#### [Task to complete]
Translate this sentence from the court judgment into Spanish: "The respondent no.2‐bank gave a reply to the representation on December 29, 2016."

#### [Excerpt]

Calcutta High Court (Appellete Side)
Gaurav Dalmia vs Reserve Bank Of India And Others on 18 March, 2020
Author: Sabyasachi Bhattacharyya
Bench: Sabyasachi Bhattacharyya
In the High Court at Calcutta
Constitutional Writ Jurisdiction
Appellate Side
The Hon'ble Justice Sabyasachi Bhattacharyya
W.P. No. 24289(W) of 2019
Gaurav Dalmia
Vs.
Reserve Bank of India and others
With
W.P. No. 24291(W) of 2019
Raghu Hari Dalmia
Vs.
Reserve Bank of India and others
For the petitioners : Mr. Jishnu Saha,
Mr. Anirban Ray,
Ms. Chandrani Das
For the respondents : Mr. Jayanta Kumar Mitra,
Mr. Debnath Ghosh, Mr. S. Dutt Majumder Hearing concluded on : 27.02.2020 Judgment on : 18.03.2020 Sabyasachi Bhattacharyya, J.:‐
1. The two matters, arising from identical subject‐matters, are taken up together for hearing. The petitioners in both the writ petitions, namely, Gaurav Dalmia and Raghu Hari Dalmia, were promoters and directors in PRO Minerals Private Limited (PMPL), which was incorporated in the year 2020. 2 Subsequently, the respondent no. 2‐bank issued a notice under Section 13(2) of the Securitization and Reconstruction of Financial Assets and Enforcement of Security Interest (SARFAESI) Act, 2002.
2. On August 23, 2016, an allegation of wilful default was raised by the bank. A demand letter was given by the bank on August 25, 2016, to which the petitioners gave a reply on September 2, 2016. The respondent no.2 advised the PMPL to appear before its committee on November 8, 2016. Pursuant to an order dated November 30, 2016 passed by this court in a writ petition filed by the PMPL against the declaration of wilful default, a detailed representation was filed on December 14, 2016 by PMPL to the bank against the declaration of wilful defaulter.
3. The respondent no.2‐bank gave a reply to the representation on December 29, 2016. Vide order dated January 9, 2017, the Identification Committee on wilful defaulter passed an order, declaring the petitioners and PMPL as wilful defaulters.
4. Subsequently, upon moving this court, an order was passed by a coordinate bench on January 20, 2017, directing the Identification Committee to disclose the order passed classifying the account of PMPL as wilful defaulter, to be communicated within a week.

#### [Raw records]
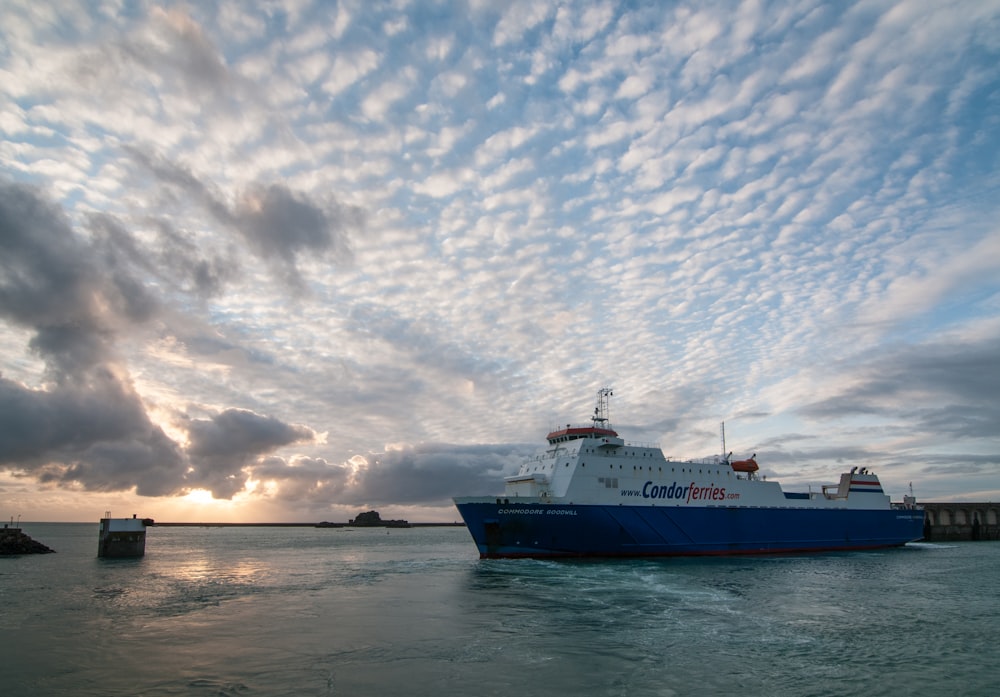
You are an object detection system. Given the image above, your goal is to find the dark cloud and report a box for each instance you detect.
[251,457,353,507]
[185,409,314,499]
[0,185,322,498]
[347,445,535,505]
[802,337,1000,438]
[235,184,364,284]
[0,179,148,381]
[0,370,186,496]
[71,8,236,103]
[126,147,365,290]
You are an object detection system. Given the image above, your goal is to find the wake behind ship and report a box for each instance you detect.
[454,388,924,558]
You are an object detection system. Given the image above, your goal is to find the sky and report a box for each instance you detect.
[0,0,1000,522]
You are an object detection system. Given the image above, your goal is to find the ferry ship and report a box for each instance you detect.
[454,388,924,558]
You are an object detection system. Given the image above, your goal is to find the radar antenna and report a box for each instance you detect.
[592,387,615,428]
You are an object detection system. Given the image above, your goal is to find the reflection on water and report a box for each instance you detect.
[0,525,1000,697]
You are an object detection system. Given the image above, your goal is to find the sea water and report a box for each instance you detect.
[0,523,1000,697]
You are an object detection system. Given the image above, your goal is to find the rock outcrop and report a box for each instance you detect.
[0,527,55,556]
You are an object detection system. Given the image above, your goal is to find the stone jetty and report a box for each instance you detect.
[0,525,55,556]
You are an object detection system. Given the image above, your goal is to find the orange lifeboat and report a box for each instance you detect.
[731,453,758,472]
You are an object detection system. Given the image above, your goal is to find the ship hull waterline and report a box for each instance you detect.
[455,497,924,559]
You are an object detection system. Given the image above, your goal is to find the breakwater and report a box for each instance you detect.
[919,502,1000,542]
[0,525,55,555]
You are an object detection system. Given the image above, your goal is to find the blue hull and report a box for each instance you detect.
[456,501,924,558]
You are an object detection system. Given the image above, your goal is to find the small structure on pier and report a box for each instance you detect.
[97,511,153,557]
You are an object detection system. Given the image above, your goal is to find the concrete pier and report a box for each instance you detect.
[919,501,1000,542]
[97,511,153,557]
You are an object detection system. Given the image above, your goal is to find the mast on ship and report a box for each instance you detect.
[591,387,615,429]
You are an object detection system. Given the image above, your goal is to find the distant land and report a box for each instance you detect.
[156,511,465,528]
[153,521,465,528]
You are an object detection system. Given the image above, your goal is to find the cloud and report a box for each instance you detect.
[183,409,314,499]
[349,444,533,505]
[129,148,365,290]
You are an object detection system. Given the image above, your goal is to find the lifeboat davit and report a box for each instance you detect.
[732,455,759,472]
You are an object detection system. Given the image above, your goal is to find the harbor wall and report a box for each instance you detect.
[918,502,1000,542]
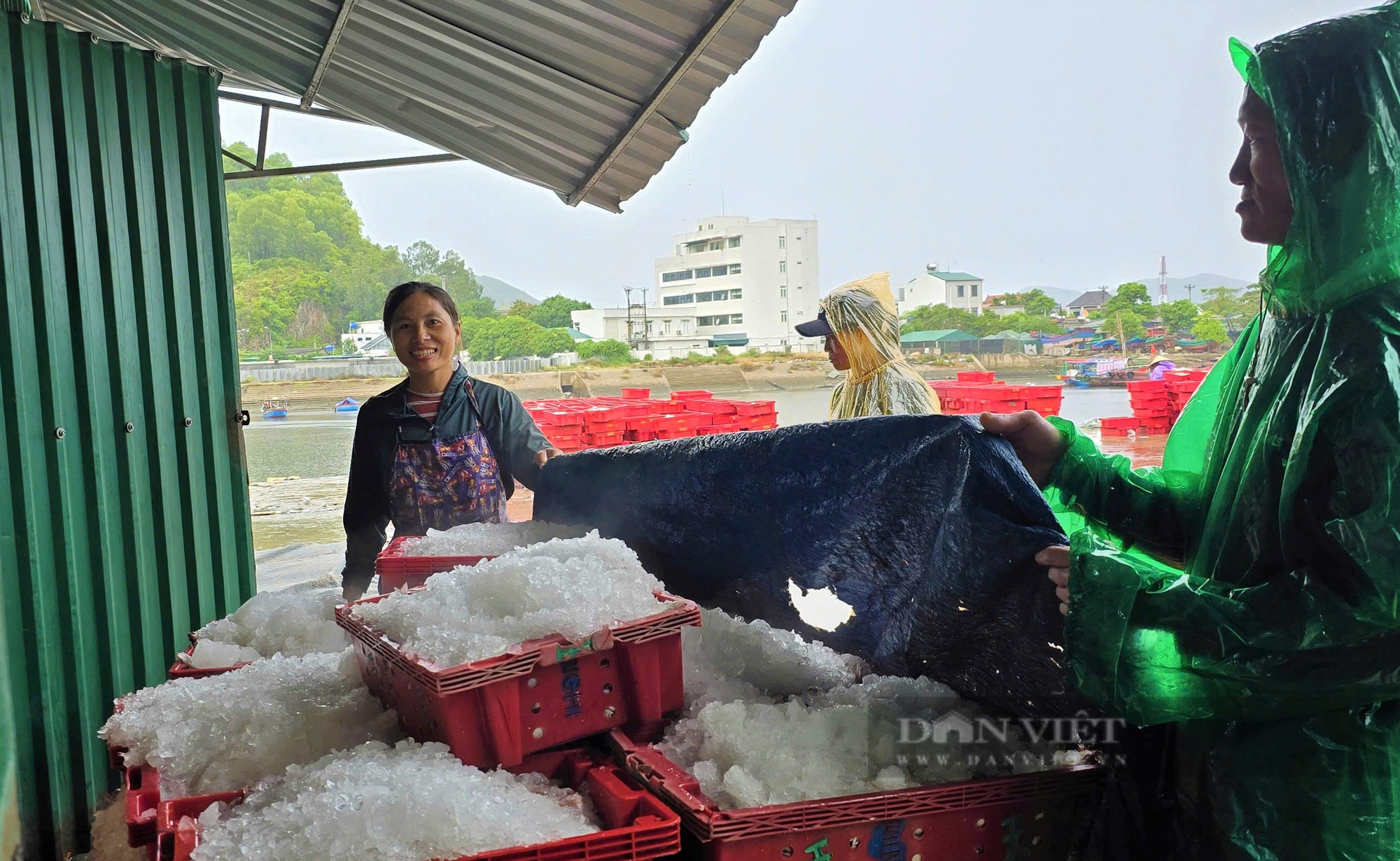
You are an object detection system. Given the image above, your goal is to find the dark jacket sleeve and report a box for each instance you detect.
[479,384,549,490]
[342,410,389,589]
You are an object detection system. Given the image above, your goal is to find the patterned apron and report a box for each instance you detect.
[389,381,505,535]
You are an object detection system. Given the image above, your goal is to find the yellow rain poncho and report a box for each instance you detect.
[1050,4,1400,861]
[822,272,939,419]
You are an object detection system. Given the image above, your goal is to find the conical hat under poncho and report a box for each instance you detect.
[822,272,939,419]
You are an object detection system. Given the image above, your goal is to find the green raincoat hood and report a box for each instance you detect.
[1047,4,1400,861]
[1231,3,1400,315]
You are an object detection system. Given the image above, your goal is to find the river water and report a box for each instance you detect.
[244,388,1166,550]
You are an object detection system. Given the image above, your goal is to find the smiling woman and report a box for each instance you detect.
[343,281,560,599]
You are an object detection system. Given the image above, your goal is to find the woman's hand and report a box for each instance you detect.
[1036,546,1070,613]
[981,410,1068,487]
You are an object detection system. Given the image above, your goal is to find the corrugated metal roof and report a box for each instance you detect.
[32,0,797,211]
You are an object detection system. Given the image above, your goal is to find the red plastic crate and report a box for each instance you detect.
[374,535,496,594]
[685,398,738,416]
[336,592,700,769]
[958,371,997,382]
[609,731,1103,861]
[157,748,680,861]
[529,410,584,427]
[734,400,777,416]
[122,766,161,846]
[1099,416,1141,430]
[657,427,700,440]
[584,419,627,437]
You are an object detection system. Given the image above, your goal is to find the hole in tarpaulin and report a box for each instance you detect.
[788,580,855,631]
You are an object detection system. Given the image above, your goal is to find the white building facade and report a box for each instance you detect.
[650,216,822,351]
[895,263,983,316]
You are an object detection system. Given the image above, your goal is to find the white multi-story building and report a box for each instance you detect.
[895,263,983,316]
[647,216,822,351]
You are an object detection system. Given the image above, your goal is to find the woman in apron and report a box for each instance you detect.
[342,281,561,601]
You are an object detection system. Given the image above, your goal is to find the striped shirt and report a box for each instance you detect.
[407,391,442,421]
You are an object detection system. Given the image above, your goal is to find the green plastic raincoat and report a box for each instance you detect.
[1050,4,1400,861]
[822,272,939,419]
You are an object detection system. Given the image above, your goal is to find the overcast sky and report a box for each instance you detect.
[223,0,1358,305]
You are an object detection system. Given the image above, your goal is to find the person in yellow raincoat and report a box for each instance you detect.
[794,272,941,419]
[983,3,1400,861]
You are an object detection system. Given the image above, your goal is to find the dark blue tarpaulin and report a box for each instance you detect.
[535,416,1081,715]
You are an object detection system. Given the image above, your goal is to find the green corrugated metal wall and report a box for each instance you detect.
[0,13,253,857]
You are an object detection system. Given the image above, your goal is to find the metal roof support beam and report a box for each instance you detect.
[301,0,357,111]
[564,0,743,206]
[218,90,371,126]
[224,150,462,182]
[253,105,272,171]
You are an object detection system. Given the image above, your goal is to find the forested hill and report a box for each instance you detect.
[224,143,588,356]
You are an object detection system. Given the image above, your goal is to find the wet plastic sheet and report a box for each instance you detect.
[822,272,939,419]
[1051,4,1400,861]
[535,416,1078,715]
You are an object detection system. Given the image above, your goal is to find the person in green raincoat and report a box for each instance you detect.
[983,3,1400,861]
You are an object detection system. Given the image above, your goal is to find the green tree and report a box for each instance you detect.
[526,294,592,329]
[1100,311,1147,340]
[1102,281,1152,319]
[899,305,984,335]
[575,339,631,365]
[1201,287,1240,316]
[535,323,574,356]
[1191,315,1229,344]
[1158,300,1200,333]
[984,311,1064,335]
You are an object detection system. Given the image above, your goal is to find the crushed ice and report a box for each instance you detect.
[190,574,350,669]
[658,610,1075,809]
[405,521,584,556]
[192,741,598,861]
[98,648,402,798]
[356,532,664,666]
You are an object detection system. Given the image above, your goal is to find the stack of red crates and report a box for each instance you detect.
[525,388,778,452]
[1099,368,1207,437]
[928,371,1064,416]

#### [Answer to this task]
El banco demandado n.º 2 respondió a la representación el 29 de diciembre de 2016.